WHAT TO DO: Using the data below, return all lines in which "trace" appears.

SOURCE MATERIAL:

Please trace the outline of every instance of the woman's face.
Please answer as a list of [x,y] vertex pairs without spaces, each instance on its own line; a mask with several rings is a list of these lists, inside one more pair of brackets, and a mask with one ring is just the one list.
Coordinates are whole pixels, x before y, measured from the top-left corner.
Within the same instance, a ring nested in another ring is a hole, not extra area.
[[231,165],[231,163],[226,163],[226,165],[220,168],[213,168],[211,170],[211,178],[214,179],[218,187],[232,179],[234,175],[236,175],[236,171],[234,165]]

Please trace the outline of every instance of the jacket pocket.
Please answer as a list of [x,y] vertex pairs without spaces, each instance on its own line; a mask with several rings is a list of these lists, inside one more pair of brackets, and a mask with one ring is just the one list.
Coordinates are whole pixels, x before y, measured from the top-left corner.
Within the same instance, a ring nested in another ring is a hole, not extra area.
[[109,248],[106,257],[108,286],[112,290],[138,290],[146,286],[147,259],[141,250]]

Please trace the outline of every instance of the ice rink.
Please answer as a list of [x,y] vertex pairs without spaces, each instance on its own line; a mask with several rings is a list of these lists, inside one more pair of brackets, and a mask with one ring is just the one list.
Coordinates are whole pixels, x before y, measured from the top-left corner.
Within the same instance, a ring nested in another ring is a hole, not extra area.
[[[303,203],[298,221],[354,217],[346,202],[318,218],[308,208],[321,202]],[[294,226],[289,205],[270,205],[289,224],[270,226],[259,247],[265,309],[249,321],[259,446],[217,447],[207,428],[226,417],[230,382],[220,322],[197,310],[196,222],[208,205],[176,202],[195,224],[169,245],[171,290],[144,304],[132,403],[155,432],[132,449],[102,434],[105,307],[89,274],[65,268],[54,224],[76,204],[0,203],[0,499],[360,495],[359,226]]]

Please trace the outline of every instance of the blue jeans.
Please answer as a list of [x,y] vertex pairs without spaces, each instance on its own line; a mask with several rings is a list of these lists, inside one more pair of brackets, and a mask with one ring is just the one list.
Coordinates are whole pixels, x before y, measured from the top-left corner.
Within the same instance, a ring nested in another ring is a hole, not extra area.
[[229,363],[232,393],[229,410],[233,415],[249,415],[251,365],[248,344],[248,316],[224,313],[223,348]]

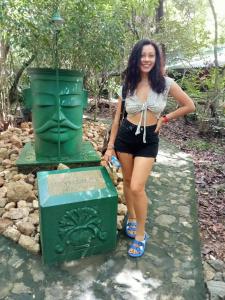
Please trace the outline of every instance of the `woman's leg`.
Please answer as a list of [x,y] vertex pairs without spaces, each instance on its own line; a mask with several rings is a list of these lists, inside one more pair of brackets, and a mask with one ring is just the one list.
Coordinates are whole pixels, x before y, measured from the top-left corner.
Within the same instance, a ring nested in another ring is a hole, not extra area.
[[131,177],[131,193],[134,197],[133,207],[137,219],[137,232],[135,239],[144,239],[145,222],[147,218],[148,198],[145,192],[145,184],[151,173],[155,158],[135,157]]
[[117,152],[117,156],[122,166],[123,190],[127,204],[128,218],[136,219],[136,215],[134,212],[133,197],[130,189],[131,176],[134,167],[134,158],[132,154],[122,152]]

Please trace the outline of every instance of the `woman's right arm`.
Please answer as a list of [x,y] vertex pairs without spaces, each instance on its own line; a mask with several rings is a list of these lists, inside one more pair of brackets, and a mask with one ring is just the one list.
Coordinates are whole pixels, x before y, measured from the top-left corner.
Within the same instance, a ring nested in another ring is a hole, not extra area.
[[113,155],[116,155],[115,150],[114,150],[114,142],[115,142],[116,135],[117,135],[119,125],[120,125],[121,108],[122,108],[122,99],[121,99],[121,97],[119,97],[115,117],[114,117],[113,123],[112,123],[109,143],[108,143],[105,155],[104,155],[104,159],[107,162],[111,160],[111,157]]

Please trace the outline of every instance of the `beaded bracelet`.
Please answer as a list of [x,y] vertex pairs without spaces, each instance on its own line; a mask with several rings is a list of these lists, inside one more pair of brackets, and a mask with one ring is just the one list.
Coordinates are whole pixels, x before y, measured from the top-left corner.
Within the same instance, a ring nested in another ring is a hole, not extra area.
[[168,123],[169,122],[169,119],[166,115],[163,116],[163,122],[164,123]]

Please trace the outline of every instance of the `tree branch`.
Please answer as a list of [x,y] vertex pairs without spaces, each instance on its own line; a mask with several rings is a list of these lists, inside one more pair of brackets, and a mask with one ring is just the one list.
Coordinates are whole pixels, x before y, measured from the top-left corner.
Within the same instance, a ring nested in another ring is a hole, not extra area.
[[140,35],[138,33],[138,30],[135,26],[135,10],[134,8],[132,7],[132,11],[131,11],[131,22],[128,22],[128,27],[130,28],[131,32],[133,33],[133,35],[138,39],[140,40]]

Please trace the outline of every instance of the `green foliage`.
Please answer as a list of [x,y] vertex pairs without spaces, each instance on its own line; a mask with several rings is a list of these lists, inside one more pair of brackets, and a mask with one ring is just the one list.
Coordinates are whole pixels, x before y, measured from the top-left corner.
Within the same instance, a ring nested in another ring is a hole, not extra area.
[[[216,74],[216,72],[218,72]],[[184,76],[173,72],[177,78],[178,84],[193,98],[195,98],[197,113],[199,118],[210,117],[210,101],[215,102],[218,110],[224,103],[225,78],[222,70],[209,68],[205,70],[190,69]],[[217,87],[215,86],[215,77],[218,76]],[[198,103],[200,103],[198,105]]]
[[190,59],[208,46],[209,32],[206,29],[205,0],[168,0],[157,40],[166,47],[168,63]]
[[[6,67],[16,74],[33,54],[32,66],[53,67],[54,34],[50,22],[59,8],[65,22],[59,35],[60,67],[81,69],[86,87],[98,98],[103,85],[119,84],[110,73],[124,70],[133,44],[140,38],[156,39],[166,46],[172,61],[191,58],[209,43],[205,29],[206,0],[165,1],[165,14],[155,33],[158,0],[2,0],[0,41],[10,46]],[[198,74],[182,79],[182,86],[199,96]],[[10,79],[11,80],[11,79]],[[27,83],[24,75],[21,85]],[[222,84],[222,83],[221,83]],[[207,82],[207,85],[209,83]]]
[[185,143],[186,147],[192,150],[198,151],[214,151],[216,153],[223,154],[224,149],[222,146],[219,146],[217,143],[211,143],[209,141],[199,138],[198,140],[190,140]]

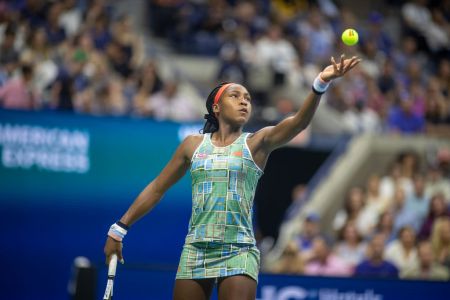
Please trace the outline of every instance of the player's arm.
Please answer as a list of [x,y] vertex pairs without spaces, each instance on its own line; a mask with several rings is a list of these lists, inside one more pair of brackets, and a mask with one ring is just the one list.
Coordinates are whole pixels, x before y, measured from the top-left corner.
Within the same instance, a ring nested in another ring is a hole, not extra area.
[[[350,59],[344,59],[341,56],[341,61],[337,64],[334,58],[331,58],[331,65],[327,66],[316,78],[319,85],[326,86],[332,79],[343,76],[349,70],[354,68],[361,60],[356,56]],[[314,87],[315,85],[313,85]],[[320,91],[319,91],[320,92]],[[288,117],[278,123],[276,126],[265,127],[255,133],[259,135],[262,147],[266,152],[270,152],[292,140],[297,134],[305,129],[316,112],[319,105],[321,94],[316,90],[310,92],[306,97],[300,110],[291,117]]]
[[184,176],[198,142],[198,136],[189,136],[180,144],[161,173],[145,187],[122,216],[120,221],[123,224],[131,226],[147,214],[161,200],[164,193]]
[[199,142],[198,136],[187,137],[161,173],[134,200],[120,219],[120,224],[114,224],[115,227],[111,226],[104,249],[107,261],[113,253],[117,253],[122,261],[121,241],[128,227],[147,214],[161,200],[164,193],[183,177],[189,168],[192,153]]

RESULT BELOW:
Please trace the outline of every instance of the woman's face.
Please trace the outline of every instance of the jacket pocket.
Please trace the outline of every instance of the ice rink.
Please trace the outline of every instance of the blue jeans.
Please trace the outline of every instance of the `woman's leg`.
Please trace the outline of every instance of the `woman's right arm`.
Please trace the outline of every instance of the `beaded bracelet`.
Please trace the outline of every instance of the `tree branch`.
Please trace the outline of every instance of the `green foliage`.
Please trace the outline of every instance of the player's arm.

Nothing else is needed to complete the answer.